** ZITIERTER FORENBEITRAG **

☆ ☆ ☆ ☆ ☆ ☆ ☆

# 21 9 fürs Gaming oder doch lieber 16 9 4K



## PopoX (27. Oktober 2015)

*21 9 fürs Gaming oder doch lieber 16 9 4K*

Hallo Community!

Seit der ersten Vorstellung des Asus PG27AQ überlege ich mir, ob ich mir diesen Monitor kaufen soll.
Nun, 10-20 Tage vor release ist der Acer Predator X34bmiphz vorgestellt worden und lieferbar.

Ich kann mir nicht wirklich entscheiden, da ich mir unsicher bin, ob alle Games 21 9 gut anzeigen können. Habt Ihr gute Erfahrungen mit 21 9 oder sollte ich lieber den Asus mit 4K Display kaufen?
Games die ich zocke: ARMA 3, Armored Warfare, DSC, Project Cars, Wargame RedDragon, World of Warships/Tanks, WarThunder, Battlefield 3/4 und viele mehr.

Wie sieht es mit dem Support aus? Bei Asus soll der ja nicht so gut sein, bei Acer habe ich 3 Jahre Pickup&Return.
Ich hatte vor 3 Jahren einen Acer Monitor, welcher nach 6 Monaten kaputt wurde.

Wenn ihr sagt, 21 9 wird von den Spielen die Ich spiele unterstützt, werde ich mir den Monitor kaufen.

Eine andere Frage: Kann ich beim 21 9 Monitor meinen Eizo FS 2333 Full HD als Zweitbildschirm nutzen?

☆ ☆ ☆ ☆ ☆ ☆ ☆

** GESTELLTE AUFGABE 1 **
Schreiben Sie den Abschnitt des Forenbeitrags neu, der mit den Worten beginnt, die "Seit der ersten" enthalten, und mit "Monaten kaputt wurde." endet. Ersetzen Sie dabei "Pickup&Return" durch "Vor-Ort-Service".
** GESTELLTE AUFGABE 2 **
Welcher Monitor soll laut dem Forenbeitrag als Zweitbildschirm genutzt werden?
Die unten stehenden Daten werden nicht benötigt.

☆ ☆ ☆ ☆ ☆ ☆ ☆

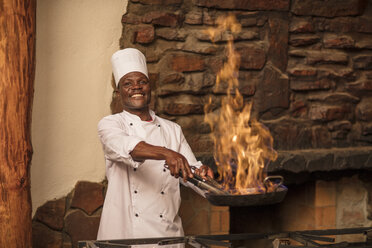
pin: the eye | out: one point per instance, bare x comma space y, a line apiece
127, 84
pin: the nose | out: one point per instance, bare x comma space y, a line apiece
137, 85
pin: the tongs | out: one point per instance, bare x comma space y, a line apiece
208, 184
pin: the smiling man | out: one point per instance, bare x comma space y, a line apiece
143, 197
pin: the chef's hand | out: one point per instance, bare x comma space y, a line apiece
204, 171
177, 162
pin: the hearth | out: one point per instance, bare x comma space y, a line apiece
294, 239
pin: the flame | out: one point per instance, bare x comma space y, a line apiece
242, 145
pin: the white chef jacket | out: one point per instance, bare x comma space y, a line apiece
142, 198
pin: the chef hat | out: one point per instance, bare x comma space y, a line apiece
126, 61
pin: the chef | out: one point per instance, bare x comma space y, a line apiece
143, 197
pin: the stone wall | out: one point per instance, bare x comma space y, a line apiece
65, 221
307, 66
320, 204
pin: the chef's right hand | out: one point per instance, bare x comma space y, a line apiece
177, 162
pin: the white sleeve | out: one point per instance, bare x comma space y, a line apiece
186, 151
117, 144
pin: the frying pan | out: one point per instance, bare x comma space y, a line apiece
218, 196
260, 198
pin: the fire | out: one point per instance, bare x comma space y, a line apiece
242, 145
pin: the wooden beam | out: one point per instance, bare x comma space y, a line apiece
17, 69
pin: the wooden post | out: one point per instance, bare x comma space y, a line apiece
17, 69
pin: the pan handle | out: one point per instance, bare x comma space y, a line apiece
276, 185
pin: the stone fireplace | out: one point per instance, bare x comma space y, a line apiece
307, 67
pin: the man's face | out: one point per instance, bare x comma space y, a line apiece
135, 91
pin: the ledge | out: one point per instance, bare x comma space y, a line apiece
315, 160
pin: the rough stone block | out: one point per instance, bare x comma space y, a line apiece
320, 161
294, 163
144, 34
278, 41
298, 108
360, 86
131, 19
364, 43
339, 125
193, 46
251, 57
343, 24
338, 41
183, 109
330, 8
289, 134
272, 92
364, 110
302, 72
301, 26
88, 196
303, 40
173, 78
171, 34
337, 97
327, 113
194, 18
327, 57
363, 62
187, 63
43, 237
162, 18
52, 213
192, 83
81, 227
245, 4
322, 84
325, 217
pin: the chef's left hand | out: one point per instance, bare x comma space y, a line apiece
204, 171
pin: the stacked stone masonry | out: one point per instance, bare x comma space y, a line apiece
61, 223
306, 65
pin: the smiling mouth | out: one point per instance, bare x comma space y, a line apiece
137, 95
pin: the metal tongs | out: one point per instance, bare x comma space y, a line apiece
208, 184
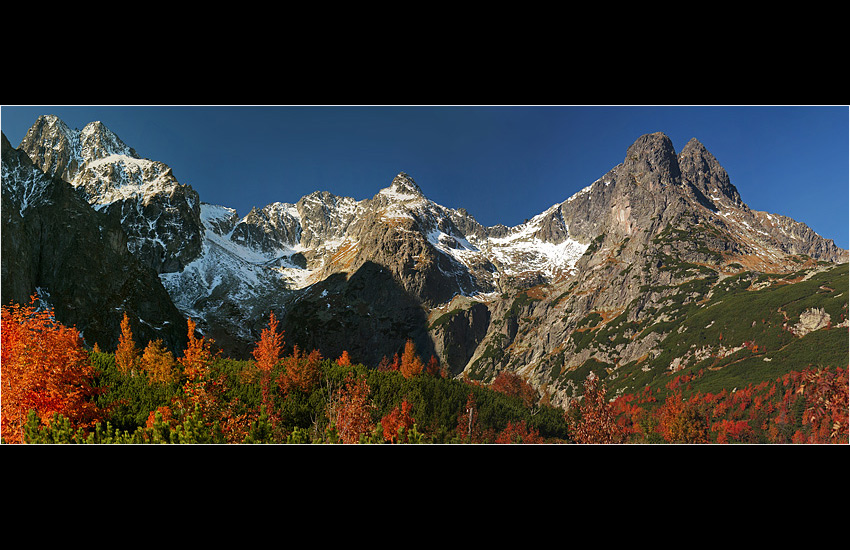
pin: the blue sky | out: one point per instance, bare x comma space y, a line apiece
502, 163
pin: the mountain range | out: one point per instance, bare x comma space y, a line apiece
610, 281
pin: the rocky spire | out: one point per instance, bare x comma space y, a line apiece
704, 172
651, 161
403, 184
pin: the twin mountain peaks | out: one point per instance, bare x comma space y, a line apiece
96, 230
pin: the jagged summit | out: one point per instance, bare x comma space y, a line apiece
403, 186
705, 173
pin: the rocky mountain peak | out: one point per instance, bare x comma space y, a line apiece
97, 141
651, 161
706, 175
403, 186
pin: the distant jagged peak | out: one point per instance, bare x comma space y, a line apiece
97, 141
651, 161
60, 151
403, 187
702, 170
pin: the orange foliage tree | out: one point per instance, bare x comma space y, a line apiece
126, 354
45, 369
596, 422
411, 364
351, 412
158, 362
299, 371
267, 354
398, 418
680, 421
196, 360
510, 383
519, 432
344, 359
468, 428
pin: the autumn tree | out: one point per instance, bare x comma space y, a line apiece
351, 411
434, 369
468, 428
595, 422
411, 364
196, 361
299, 371
826, 398
267, 354
398, 422
518, 432
680, 421
510, 383
126, 355
158, 362
45, 369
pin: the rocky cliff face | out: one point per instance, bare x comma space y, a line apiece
77, 260
160, 216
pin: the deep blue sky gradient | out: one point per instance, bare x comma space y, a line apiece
504, 164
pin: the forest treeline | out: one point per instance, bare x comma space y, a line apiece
55, 390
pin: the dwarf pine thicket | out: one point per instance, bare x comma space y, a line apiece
56, 391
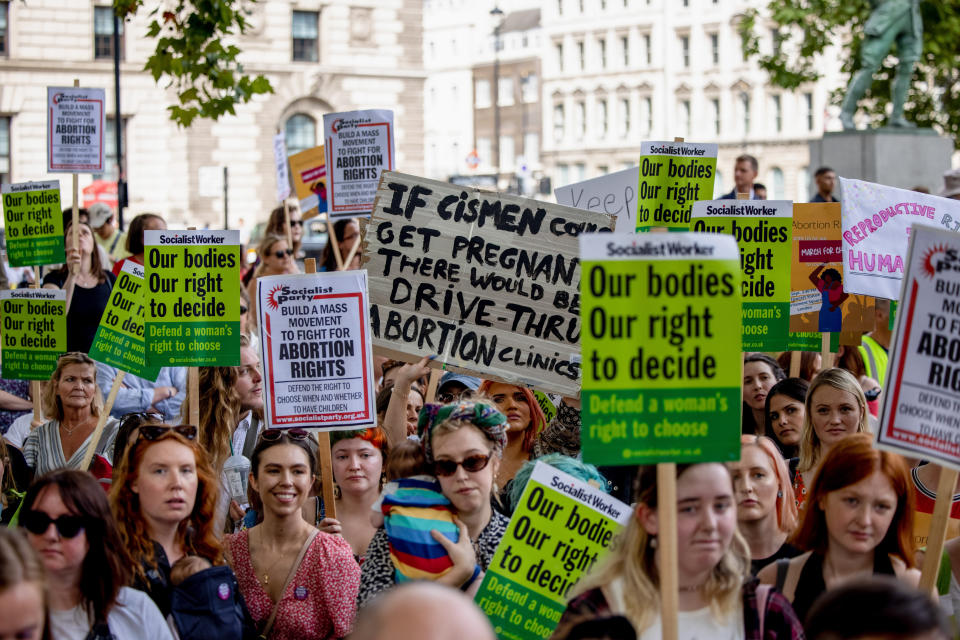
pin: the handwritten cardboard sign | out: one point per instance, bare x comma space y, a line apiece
34, 332
359, 147
876, 231
487, 281
559, 531
920, 416
673, 175
75, 128
317, 356
661, 348
614, 194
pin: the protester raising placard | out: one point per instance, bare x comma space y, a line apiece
661, 353
75, 130
672, 176
359, 147
876, 231
33, 223
488, 282
193, 307
560, 529
614, 194
317, 356
763, 232
120, 341
34, 332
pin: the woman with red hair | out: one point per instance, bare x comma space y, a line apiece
859, 520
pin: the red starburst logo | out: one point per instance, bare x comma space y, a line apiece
272, 298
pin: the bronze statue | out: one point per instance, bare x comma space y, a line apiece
891, 21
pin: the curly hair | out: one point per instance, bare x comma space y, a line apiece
196, 533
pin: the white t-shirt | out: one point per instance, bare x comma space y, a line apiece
133, 616
701, 625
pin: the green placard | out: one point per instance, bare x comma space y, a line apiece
119, 341
661, 355
192, 298
673, 175
33, 223
559, 531
764, 233
34, 332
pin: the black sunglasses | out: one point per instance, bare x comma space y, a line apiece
37, 523
296, 434
154, 431
472, 464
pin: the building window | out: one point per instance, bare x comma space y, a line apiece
300, 133
580, 119
505, 92
482, 97
305, 31
4, 7
529, 88
102, 32
5, 149
558, 122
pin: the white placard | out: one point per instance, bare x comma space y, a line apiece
359, 146
317, 354
75, 130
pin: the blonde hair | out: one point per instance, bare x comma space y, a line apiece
842, 380
51, 399
632, 561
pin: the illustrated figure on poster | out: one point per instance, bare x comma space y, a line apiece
830, 285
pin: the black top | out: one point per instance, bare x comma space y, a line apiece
811, 585
86, 307
785, 551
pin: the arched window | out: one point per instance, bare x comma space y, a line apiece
300, 133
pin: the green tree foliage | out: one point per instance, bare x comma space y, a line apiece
190, 51
805, 28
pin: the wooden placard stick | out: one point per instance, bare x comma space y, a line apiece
102, 422
938, 528
324, 458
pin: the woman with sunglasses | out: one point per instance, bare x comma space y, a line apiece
73, 399
163, 496
276, 258
297, 581
463, 443
69, 524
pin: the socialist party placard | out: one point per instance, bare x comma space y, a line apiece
317, 353
192, 298
33, 223
660, 348
75, 124
561, 528
920, 416
673, 175
764, 233
359, 146
34, 332
119, 341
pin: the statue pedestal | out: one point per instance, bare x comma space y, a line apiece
903, 158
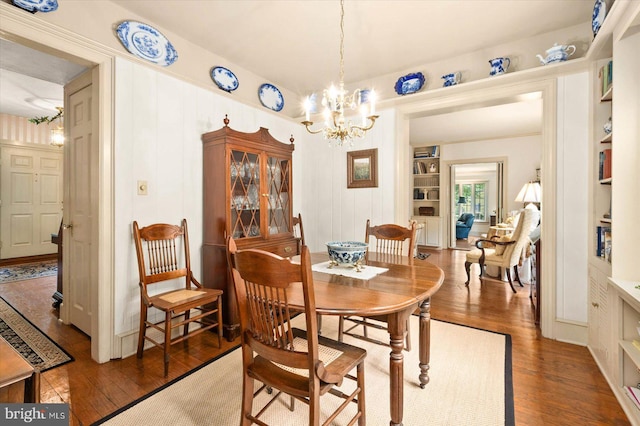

☆ ☆ ☆ ☆ ☆ ☆ ☆

** ERGEBNIS DER AUFGABE 1 **
Seit der ersten Vorstellung des Asus PG27AQ überlege ich mir, ob ich mir diesen Monitor kaufen soll.
Nun, 10-20 Tage vor release ist der Acer Predator X34bmiphz vorgestellt worden und lieferbar.

Ich kann mir nicht wirklich entscheiden, da ich mir unsicher bin, ob alle Games 21 9 gut anzeigen können. Habt Ihr gute Erfahrungen mit 21 9 oder sollte ich lieber den Asus mit 4K Display kaufen?
Games die ich zocke: ARMA 3, Armored Warfare, DSC, Project Cars, Wargame RedDragon, World of Warships/Tanks, WarThunder, Battlefield 3/4 und viele mehr.

Wie sieht es mit dem Support aus? Bei Asus soll der ja nicht so gut sein, bei Acer habe ich 3 Jahre Vor-Ort-Service.
Ich hatte vor 3 Jahren einen Acer Monitor, welcher nach 6 Monaten kaputt wurde.

** ERGEBNIS DER AUFGABE 2 **
Der Eizo FS 2333 Full HD.